◆ To do
Reproduce the rows word for word, from the first line of the rows down to and including the line that contains "600], [68, 455]]".

(Data entries)
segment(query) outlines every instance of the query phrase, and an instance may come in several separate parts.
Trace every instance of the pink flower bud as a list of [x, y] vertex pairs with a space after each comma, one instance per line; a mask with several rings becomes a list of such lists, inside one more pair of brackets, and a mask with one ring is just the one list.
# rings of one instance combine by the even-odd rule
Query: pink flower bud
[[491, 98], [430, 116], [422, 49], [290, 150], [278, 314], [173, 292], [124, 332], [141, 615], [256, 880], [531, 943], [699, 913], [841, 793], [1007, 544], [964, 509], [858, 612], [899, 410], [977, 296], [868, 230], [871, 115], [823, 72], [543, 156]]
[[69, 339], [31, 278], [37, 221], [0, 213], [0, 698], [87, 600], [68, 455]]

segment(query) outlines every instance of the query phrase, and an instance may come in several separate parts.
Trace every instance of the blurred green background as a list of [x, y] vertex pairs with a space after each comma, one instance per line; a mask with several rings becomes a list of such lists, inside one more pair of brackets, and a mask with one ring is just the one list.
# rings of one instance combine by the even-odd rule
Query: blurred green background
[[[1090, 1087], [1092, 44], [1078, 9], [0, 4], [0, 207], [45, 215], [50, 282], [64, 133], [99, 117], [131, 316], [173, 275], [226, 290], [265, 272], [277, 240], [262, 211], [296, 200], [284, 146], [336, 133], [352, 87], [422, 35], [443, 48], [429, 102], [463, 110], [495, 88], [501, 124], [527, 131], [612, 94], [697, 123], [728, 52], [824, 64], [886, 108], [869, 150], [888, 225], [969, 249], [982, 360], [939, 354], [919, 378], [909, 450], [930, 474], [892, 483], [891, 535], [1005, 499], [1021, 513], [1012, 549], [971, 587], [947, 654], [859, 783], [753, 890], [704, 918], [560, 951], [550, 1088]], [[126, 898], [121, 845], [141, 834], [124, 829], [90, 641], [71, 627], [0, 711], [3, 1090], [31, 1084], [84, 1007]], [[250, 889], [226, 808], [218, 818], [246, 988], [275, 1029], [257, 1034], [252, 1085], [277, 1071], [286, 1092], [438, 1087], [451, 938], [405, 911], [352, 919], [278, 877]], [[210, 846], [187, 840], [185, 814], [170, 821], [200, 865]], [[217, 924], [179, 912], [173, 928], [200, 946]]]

◆ Response to the exercise
segment(query) outlines every instance of the query phrase, and an instance may come in several separate parts.
Trace every instance of the pink flower bud as a list of [x, y] vertex pairs with a space after each comma, one instance per line; a mask with several rings becomes a list of such lists, inside one more pair of brackets, and a mask with one ring is just the one list.
# rings of one instance combine by the even-odd rule
Query: pink flower bud
[[491, 98], [430, 116], [422, 49], [290, 150], [278, 314], [173, 292], [124, 332], [141, 615], [256, 880], [531, 943], [699, 913], [841, 793], [1007, 544], [964, 509], [858, 612], [899, 410], [977, 296], [868, 230], [871, 115], [823, 72], [543, 156]]
[[69, 339], [31, 278], [37, 221], [0, 213], [0, 698], [87, 600], [68, 455]]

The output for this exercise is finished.